TEXT PASSAGE:
>>>

Thee Effits – Psychic Coffee Shop – album review

Thee Effits Psychic Coffee Shop album cover

Call this what you like, a post CD release, or a pre-vinyl release review on Tarbeach Records, so you could say it’s either well overdue, or it’s way ahead of the proposed summer vinyl release. The question is who are the mysterious Thee Effits, I hear you ask? The band is the latest incarnation of the ever mysterious The Electric Fits, the brainchild of Walt (aka Thee E-Fits), who released a debut album Opposable Thumbs back in 2015/6. The band is now, pick your adjective, re-formed, re-imagined, re-invigorated, re-generated, re-born, re-invented, re-incarnated into…Thee Effits and to celebrate this re-birth, have released this six track album in the form of Psychic Coffee Shop.

The album launches itself into hyperspace in the form of the 18 minute epic, Viking Lunar Landings. Introducing itself with an extended intro of swirling ethereal spacey sci-fi electronica, this majestic instrumental bursts into life with incessantly hypnotic driving electric guitars before layering more psychedelic synth sounds into the mix as you picture racing through space with the stars blurring past you, using mesmeric breaks of woozy electronica to great effect before hitting the hyperspace button once again. The whole thing feels like the unholy coupling of Hawkwind and Stereolab. Is there life on Mars? Who knows, but there is new life and energy bursting from Thee Effits. The theme of space and time spills over into Pulse in Time, the signature driving guitar and space age psychedelia from the opening track bleeding into the song to create a perfect partner to the instrumental preceding it.

<<<

DIRECTIONS: Carry on the album review of Thee Effits' Psychic Coffee Shop from the point where it stops.

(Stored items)
>>>

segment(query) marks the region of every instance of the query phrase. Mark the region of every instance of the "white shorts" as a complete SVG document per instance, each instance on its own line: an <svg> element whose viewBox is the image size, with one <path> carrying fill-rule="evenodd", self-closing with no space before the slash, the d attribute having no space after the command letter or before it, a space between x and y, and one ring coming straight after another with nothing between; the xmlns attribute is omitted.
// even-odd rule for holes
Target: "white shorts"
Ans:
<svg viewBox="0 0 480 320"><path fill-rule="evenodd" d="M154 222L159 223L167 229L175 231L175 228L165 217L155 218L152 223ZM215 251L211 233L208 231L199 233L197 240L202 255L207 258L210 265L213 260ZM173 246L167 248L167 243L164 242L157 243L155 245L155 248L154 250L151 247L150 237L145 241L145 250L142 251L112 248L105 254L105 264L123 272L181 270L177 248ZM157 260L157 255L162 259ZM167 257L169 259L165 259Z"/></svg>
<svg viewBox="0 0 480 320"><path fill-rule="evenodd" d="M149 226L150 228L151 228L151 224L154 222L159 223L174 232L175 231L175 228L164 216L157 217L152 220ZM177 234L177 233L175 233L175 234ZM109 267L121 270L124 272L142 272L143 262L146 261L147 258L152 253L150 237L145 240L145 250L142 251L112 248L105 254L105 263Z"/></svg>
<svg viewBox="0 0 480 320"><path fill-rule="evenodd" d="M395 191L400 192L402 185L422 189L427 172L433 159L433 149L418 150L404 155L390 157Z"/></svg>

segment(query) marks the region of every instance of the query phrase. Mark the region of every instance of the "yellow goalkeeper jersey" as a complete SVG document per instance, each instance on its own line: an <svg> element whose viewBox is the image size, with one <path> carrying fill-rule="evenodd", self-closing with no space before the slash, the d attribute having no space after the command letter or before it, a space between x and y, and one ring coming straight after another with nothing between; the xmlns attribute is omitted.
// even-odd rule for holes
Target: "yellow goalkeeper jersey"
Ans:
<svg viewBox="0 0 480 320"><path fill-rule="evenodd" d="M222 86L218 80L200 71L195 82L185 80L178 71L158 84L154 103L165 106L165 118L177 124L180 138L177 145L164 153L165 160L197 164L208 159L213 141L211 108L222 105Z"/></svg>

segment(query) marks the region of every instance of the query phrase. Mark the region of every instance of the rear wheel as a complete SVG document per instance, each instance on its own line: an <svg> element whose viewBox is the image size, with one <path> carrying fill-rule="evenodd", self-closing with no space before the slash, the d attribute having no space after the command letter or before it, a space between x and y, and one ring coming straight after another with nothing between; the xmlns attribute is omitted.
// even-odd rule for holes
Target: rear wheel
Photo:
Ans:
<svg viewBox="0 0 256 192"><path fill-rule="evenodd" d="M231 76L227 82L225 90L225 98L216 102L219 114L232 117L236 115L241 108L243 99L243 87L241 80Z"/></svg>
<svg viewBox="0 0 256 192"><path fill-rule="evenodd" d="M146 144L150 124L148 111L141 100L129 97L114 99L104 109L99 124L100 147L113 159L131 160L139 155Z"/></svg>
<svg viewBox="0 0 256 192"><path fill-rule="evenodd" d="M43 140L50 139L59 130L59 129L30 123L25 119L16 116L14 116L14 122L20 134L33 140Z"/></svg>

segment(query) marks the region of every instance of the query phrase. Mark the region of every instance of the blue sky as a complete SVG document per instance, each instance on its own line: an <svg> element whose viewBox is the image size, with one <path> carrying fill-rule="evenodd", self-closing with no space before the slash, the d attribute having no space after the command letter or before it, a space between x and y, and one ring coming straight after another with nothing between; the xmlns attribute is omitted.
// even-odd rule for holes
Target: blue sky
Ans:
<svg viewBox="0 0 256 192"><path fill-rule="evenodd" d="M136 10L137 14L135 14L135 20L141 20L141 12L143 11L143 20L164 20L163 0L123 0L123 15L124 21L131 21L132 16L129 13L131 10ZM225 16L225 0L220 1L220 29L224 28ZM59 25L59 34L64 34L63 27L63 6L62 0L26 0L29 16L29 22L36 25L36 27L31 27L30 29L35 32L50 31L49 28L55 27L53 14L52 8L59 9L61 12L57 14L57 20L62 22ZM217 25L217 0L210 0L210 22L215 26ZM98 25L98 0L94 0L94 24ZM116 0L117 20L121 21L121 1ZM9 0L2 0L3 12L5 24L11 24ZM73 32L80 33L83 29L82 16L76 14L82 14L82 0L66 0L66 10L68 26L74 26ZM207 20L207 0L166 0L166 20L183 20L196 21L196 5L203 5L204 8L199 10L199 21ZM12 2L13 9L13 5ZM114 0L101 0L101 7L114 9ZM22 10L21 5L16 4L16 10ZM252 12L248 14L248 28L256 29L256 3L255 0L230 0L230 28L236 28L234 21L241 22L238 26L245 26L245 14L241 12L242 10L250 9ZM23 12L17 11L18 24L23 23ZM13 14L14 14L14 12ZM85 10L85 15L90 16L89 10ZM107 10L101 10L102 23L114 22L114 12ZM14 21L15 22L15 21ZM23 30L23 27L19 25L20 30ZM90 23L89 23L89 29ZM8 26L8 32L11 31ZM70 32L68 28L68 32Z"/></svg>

<<<

REPLY:
Heavy on the vibrato and crunching garage rock guitar riffs, The Wrong Side of Hell pairs the grubby grungy instrumentation with a gloriously strong and spirited vocal, with a question we’ve all asked ourselves, “will I wake up on the wrong side of hell this time”. The fittingly titled Reincarnation Blues, puts its foot to the floor once again, the refrain “here I go again, there goes my soul again” kicking off the list of things constantly renewing “new day, new dawn…” but some things unchanging “same soul again…”, the outro bringing to mind Cornershop with the repetition of “born for the 1st time, born for the 8th time…”

Initially, Going All the Way feels like Viking Lunar Landings re-visited, its signature infectious incessant rhythm captivating the listener as you continue on the journey of sound. Vocal hooks add to the hypnotic nature as the layered instruments and electric guitars ramp up into a multi-faceted sonic melee, before segueing into the stylish laid back swagger of the albums closing song, with its single repeated line “I’ve been waiting in the Sun”

Re-energised. I think that’s the adjective I was looking for earlier. Set the controls for the heart of the sun, press play (or the hyperspace button) and head off into orbit for half an hour or so.